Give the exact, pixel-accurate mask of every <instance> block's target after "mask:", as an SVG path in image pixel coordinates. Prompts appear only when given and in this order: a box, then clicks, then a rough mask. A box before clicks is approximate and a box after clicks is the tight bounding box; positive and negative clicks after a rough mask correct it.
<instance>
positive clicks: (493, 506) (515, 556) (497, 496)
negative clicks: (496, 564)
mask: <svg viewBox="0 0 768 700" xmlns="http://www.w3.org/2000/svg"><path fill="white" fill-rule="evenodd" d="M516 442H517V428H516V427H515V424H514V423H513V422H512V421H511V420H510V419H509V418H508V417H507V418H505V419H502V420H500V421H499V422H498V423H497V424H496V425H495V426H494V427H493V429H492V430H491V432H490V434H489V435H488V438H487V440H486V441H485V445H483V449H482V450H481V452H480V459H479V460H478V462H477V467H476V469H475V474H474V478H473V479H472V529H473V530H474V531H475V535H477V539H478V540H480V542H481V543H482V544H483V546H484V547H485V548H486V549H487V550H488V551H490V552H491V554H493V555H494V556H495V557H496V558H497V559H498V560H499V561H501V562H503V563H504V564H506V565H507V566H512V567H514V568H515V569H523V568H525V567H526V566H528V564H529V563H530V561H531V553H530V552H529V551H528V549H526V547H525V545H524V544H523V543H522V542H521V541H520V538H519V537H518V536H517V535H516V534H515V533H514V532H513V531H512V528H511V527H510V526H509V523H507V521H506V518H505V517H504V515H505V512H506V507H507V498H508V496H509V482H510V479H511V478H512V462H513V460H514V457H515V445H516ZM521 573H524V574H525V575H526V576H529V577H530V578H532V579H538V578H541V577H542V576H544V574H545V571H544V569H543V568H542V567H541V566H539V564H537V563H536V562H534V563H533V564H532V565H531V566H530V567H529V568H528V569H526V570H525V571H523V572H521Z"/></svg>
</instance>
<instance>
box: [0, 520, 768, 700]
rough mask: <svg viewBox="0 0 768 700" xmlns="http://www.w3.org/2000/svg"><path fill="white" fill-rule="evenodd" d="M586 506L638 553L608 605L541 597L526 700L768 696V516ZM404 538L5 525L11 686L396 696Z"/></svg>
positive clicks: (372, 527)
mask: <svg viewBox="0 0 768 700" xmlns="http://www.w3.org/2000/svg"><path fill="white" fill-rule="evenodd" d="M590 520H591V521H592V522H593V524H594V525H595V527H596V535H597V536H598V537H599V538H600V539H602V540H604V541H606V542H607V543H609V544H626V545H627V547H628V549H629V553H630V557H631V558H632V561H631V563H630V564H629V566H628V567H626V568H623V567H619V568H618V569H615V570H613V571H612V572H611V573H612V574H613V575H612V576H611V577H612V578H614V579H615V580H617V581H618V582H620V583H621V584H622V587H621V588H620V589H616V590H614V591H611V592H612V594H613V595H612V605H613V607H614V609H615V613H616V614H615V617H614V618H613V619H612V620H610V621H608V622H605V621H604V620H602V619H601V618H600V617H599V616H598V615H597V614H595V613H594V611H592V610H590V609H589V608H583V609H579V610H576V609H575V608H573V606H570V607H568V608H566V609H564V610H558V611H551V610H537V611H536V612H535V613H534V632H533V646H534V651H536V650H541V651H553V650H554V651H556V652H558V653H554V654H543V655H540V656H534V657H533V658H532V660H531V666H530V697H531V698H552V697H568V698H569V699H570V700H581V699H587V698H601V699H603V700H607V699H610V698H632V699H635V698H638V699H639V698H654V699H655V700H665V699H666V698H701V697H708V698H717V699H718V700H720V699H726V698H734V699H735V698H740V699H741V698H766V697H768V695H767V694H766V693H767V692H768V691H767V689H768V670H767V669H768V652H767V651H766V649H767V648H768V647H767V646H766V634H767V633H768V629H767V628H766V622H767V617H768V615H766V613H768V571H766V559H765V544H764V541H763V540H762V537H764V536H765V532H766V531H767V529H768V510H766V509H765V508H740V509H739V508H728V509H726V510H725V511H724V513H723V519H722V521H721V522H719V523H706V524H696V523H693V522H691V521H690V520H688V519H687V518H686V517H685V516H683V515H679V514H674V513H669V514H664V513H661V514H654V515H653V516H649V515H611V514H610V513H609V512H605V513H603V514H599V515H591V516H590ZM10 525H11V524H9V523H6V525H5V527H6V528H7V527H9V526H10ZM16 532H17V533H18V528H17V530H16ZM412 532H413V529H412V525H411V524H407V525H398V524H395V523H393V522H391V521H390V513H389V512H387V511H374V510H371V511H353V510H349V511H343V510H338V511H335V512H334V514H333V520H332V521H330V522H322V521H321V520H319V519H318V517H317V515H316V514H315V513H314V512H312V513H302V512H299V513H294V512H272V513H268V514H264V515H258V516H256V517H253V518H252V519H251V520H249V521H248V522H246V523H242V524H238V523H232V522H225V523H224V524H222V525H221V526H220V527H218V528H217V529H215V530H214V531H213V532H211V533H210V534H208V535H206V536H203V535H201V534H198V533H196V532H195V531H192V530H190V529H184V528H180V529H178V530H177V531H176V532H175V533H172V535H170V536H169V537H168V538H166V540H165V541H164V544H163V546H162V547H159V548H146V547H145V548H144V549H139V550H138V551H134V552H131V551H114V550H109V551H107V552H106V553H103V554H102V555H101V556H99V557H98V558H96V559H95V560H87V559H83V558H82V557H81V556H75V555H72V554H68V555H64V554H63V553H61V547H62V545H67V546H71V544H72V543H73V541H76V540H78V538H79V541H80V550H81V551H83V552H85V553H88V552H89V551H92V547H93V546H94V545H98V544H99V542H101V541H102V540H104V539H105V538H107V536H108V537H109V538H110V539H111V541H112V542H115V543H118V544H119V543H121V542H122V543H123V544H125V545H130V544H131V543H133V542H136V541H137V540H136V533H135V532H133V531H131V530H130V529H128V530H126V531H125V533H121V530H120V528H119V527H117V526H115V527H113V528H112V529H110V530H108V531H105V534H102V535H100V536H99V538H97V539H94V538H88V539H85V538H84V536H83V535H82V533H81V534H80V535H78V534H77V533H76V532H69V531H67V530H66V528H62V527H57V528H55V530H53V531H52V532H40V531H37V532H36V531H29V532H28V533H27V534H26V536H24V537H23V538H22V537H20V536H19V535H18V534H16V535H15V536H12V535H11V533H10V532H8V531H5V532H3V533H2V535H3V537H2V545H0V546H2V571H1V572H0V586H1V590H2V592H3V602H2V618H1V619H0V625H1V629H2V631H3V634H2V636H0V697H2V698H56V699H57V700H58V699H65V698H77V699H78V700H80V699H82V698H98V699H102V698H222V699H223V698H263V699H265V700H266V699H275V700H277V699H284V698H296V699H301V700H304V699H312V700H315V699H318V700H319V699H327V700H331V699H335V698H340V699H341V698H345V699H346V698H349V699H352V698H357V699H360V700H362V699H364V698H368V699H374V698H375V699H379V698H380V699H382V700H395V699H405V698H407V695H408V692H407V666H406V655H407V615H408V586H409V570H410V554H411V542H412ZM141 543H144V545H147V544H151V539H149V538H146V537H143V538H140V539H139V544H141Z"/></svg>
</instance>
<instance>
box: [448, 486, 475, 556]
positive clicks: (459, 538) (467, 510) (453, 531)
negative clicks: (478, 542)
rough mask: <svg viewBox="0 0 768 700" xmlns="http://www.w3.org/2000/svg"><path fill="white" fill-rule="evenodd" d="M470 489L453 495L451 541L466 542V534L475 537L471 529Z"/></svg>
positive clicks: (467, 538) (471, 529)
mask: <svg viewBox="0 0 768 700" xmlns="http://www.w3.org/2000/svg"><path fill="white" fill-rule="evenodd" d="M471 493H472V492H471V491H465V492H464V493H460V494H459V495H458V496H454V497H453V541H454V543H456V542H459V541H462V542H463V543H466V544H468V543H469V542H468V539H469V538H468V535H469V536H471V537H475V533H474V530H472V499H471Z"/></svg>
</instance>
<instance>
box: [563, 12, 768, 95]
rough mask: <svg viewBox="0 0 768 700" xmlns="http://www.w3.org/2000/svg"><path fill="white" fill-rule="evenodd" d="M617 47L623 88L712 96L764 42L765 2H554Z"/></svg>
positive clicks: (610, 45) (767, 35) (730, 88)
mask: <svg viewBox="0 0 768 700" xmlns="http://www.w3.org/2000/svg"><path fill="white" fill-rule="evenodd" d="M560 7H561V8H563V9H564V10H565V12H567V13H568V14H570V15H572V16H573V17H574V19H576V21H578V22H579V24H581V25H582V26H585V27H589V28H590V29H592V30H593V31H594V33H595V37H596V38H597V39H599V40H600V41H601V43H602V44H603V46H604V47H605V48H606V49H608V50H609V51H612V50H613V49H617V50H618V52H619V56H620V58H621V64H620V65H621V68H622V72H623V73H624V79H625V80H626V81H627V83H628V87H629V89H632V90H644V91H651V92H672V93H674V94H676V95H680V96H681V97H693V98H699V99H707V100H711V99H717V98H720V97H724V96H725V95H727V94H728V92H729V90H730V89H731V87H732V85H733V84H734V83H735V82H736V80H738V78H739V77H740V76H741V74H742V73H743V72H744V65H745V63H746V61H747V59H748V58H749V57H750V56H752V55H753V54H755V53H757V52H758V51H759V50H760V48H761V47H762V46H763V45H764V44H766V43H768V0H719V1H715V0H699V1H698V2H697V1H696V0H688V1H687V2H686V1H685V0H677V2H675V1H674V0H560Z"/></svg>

────

- **Required action**: In the preceding material, find each line holding the word "rough" and copy it out.

- **Expected answer**:
Give the exact, pixel-accurate mask of every <instance> block's target after "mask:", as an SVG path in image pixel coordinates. Prompts appear only when given and in this order: a box, then clicks, then a rough mask. A box before clicks is approximate and a box after clicks is the tight bounding box; positive and negative clicks after a rough mask correct it.
rough mask: <svg viewBox="0 0 768 700" xmlns="http://www.w3.org/2000/svg"><path fill="white" fill-rule="evenodd" d="M586 506L638 553L608 605L541 597L526 700L768 696V516ZM404 538L5 525L11 686L396 696Z"/></svg>
rough mask: <svg viewBox="0 0 768 700" xmlns="http://www.w3.org/2000/svg"><path fill="white" fill-rule="evenodd" d="M470 489L453 495L451 541L466 542V534L475 537L471 529Z"/></svg>
rough mask: <svg viewBox="0 0 768 700" xmlns="http://www.w3.org/2000/svg"><path fill="white" fill-rule="evenodd" d="M617 47L623 88L712 96L764 42L765 2H554Z"/></svg>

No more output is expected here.